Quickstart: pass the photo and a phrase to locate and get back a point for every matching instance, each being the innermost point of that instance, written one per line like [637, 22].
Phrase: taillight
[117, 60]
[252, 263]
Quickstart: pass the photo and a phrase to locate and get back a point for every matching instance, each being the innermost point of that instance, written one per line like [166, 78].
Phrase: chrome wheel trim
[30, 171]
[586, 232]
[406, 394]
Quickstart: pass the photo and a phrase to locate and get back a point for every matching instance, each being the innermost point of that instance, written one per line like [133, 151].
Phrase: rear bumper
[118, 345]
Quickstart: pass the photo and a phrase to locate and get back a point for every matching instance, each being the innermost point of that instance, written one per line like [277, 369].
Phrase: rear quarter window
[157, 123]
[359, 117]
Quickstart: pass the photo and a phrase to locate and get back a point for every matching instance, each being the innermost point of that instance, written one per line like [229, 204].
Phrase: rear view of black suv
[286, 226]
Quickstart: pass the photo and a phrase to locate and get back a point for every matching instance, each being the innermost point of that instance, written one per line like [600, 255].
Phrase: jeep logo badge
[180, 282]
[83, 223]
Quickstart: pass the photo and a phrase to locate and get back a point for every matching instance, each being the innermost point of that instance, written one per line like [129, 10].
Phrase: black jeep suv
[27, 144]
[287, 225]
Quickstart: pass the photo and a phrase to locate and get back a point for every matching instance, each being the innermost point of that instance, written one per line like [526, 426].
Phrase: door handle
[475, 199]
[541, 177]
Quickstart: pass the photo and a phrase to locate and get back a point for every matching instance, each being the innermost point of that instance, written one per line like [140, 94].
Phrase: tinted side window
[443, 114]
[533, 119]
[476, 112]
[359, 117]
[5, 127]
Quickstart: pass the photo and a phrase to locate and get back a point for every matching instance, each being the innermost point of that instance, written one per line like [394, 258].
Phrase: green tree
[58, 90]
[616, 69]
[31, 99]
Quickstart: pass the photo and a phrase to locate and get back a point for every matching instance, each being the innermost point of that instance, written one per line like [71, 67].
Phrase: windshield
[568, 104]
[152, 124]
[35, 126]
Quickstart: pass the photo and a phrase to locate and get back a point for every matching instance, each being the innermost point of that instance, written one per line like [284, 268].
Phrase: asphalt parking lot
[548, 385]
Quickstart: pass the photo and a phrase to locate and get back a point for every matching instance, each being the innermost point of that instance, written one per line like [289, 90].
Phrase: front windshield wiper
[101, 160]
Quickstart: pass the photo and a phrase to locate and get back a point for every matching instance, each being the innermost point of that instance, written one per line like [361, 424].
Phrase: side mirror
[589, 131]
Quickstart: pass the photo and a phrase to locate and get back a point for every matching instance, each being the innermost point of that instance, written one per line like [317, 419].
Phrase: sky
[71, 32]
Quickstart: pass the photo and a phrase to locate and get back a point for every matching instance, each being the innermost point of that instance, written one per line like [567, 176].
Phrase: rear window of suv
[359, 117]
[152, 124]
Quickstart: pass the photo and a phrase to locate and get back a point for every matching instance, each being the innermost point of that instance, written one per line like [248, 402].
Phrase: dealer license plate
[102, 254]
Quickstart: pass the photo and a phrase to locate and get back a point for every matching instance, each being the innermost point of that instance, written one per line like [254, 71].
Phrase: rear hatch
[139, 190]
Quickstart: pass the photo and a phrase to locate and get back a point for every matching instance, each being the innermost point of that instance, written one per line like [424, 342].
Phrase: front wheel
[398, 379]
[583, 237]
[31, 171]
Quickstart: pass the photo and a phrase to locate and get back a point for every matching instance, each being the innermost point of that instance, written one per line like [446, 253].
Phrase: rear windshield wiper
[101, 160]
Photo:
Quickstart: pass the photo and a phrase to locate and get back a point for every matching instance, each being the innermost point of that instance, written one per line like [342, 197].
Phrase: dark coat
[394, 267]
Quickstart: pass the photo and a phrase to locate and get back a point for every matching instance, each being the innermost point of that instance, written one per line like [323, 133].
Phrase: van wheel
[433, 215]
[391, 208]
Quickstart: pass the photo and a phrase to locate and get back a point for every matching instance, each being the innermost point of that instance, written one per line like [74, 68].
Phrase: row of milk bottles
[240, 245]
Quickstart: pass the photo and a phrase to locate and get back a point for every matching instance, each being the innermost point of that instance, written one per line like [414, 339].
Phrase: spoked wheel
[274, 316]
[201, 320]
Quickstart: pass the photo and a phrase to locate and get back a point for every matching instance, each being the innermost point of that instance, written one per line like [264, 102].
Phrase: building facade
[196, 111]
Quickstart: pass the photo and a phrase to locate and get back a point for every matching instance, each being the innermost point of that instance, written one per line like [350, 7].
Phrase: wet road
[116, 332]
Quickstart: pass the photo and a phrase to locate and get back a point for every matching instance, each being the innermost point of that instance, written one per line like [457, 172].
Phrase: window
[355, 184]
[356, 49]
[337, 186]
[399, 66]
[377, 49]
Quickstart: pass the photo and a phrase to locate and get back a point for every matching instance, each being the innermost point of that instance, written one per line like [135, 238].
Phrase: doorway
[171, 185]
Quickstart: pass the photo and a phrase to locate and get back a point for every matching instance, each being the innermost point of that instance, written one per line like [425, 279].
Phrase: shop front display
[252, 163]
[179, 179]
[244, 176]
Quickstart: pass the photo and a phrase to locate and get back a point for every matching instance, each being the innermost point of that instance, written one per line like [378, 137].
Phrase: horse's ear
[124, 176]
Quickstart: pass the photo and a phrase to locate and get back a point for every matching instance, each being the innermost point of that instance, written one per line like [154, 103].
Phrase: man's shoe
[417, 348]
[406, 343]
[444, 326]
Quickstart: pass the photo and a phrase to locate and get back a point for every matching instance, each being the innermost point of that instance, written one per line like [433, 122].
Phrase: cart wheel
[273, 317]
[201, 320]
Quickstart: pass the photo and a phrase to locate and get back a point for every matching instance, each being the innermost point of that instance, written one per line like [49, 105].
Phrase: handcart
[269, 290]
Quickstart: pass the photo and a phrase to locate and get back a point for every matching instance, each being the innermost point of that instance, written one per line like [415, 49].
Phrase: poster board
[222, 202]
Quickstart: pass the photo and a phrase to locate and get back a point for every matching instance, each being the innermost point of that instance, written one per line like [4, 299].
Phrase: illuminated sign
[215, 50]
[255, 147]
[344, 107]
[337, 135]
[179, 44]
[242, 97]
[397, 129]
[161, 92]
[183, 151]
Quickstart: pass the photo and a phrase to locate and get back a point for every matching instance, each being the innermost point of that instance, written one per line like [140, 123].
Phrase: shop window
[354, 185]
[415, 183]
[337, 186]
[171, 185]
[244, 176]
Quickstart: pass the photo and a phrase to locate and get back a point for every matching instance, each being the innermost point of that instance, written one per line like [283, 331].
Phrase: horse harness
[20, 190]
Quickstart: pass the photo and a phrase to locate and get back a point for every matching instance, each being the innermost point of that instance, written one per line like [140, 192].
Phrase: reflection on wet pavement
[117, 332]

☆ ☆ ☆ ☆

WHAT YOU NEED TO DO: Give the listing again, word for word.

TASK OUTPUT:
Quickstart: pass the photo and a phrase to locate and get back a point for every matching instance, each being the innermost point of that instance, written one per line like [637, 22].
Phrase: taillight
[117, 60]
[252, 263]
Quickstart: pass the photo and a phrase to locate and get back a point for every matching instance, each being the innermost point of that instance, written one per line like [166, 78].
Phrase: chrome wheel trim
[30, 171]
[586, 232]
[406, 394]
Quickstart: pass the photo and a phrase to locate and get back a point for every matching instance, each being the innermost point of that instance, written one per line like [133, 151].
Phrase: rear bumper
[118, 345]
Quickstart: pass the photo and a phrase to locate and get back a point for every matching instance, each being the innermost point of that instance, written one per line like [277, 369].
Phrase: rear quarter window
[157, 123]
[359, 117]
Quickstart: pass the photo and a phrase to locate and get back a point for every matching instance, each being the innermost point of that instance, written one per line like [229, 204].
Phrase: rear view of black suv
[286, 226]
Quickstart: pass the photo and a phrase to locate and get back a point for every matching instance, each being the innermost point of that instance, written one per line like [600, 255].
Phrase: jeep logo badge
[180, 282]
[83, 223]
Quickstart: pass the photo and a phrase to locate and get back a point for every matching instance, each being the innermost point of that instance, written one per line like [129, 10].
Phrase: black jeep suv
[27, 144]
[287, 225]
Quickstart: pass the photo and a phrase to locate and get back a point for every matching instance, each being the innermost point of that instance, written one per line like [526, 426].
Phrase: door handle
[475, 199]
[541, 177]
Quickstart: pass the photo and a phrase to locate and get back a point for every matching instance, each being the innermost point of that instance, written one per line like [140, 94].
Phrase: tinted side window
[443, 114]
[533, 119]
[476, 112]
[359, 117]
[5, 127]
Quickstart: pass the photo and a phrase to locate and get back a point for every matching instance, each being the innermost point of that instance, written one per line like [394, 258].
Phrase: green tree
[58, 90]
[616, 69]
[31, 99]
Quickstart: pass the photo and a phrase to locate and get back a point for every matching instance, each being the innermost point of that instance, written one per line like [71, 67].
Phrase: windshield
[568, 104]
[152, 124]
[35, 126]
Quickstart: pass the photo and a phrase to locate and get back a point for every matching instance, each being the innermost point of that instance, written one per line like [284, 268].
Phrase: asphalt parking lot
[548, 385]
Quickstart: pass the photo and a phrase to locate and get back a point for every matching instance, each being the innermost point of that instance, written one per line like [289, 90].
Phrase: front windshield wiper
[101, 160]
Quickstart: pass the photo and a phrase to locate and get back a point for every matching instance, each being the innermost point of that instance, written one per line like [361, 424].
Phrase: side mirror
[589, 131]
Quickstart: pass the photo and a phrase to locate and get back a point for every matching instance, each being the innermost point of that instance, written one per line like [317, 419].
Phrase: sky
[71, 32]
Quickstart: pass the photo and a phrase to locate and get back a point for every matching instance, each being the innermost point of that instance, written one per line like [567, 176].
Phrase: rear window of suv
[359, 117]
[152, 124]
Quickstart: pass the photo and a phrase to locate and get back a point for every matching instance, each being the innermost point of that instance, written one per line like [248, 402].
Phrase: dealer license plate
[102, 254]
Quickstart: pass the photo and a phrase to locate and get back a point for every matching instance, each being the innermost point of that instance, written one per line like [254, 71].
Phrase: rear hatch
[139, 190]
Quickstart: pass the photo and a phrase to locate and get back a point for every matching instance, each being the innermost point of that instance, written one per line like [424, 342].
Phrase: front wheel
[398, 379]
[583, 237]
[31, 171]
Quickstart: pass the photo and a phrase to locate and get back a point for every matching instance, each being the innermost point of that instance, written one per line like [446, 253].
Phrase: rear windshield wiper
[101, 160]
Photo:
Quickstart: pass the photo and a phrase to locate and get back a point for every matching instance, each being the innermost point of that instance, written one per line like [342, 197].
Phrase: dark coat
[394, 267]
Quickstart: pass the photo and a phrase to locate and get back a point for every matching instance, each being the innermost point of that instance, written one per line like [323, 133].
Phrase: van wheel
[433, 215]
[391, 208]
Quickstart: pass the photo and a phrase to locate and get back a point for every matching instance, each being the innermost point of that instance, written one per line like [74, 68].
Phrase: row of milk bottles
[240, 245]
Quickstart: pass the photo and a phrase to locate and get back a point for every matching instance, each being the innermost point of that instance, written one per line like [414, 339].
Phrase: spoked wheel
[274, 316]
[201, 320]
Quickstart: pass the photo and a phrase to locate and get back a point for every matching instance, each being the innermost point of that instance, written one per line like [264, 102].
Phrase: building facade
[196, 111]
Quickstart: pass the photo and a phrase to locate and get back a point for every matching instance, each being the innermost point of that instance, written one per line like [350, 7].
Phrase: wet road
[116, 332]
Quickstart: pass the photo and a phrase to locate and get back a point for every matching instance, each being the innermost point of that instance, written one per line like [457, 172].
Phrase: window
[355, 184]
[356, 49]
[337, 186]
[399, 66]
[377, 49]
Quickstart: pass the photo and a phrase to locate and get back a point for every matching instance, each being the innermost point of that instance, written one per line like [135, 238].
Phrase: doorway
[171, 185]
Quickstart: pass the photo and a phrase to locate and get back a point for every matching instance, each being the innermost point of that instance, written one per line like [425, 279].
Phrase: shop front display
[252, 163]
[179, 179]
[244, 176]
Quickstart: pass the photo and a phrase to locate and get back a point for every matching instance, each being the innermost point of that instance, written one per line like [378, 137].
Phrase: horse's ear
[124, 176]
Quickstart: pass the photo and a phrase to locate and get back a point for every matching instance, each being the innermost point of that instance, written one per line like [154, 103].
Phrase: man's shoe
[417, 348]
[406, 343]
[444, 326]
Quickstart: pass the photo and a phrase to locate and get back a point for every matching instance, each being the innermost point of that instance, written one per line like [433, 122].
Phrase: cart wheel
[273, 317]
[201, 320]
Quickstart: pass the photo and a phrase to locate and get back a point for every matching instance, each being the innermost point of that instance, written one per line like [49, 105].
Phrase: handcart
[269, 290]
Quickstart: pass the photo and a phrase to locate and get back a point for every matching instance, each being the innermost point of that instance, written one per line like [415, 49].
Phrase: poster board
[222, 202]
Quickstart: pass the photo and a phrase to locate and get back a point for every matching instance, each being the innermost point of that instance, written one per line like [4, 299].
Phrase: illuminated sign
[215, 50]
[255, 147]
[344, 107]
[337, 135]
[179, 44]
[242, 97]
[397, 129]
[161, 92]
[183, 151]
Quickstart: pass the photo and a phrase to locate and get back a point for every matching instance, each being the innermost point of that instance, written one per line like [140, 123].
Phrase: shop window
[354, 185]
[415, 183]
[337, 186]
[171, 185]
[244, 176]
Quickstart: pass the photo and a phrase to locate and get back a point for every matching instance, each being the innermost point of that instance, written one per line like [283, 331].
Phrase: horse harness
[20, 190]
Quickstart: pass the photo and a phrase to locate and get back a point for every matching instance, each being the innermost point of that instance, written one per line like [140, 192].
Phrase: reflection on wet pavement
[117, 332]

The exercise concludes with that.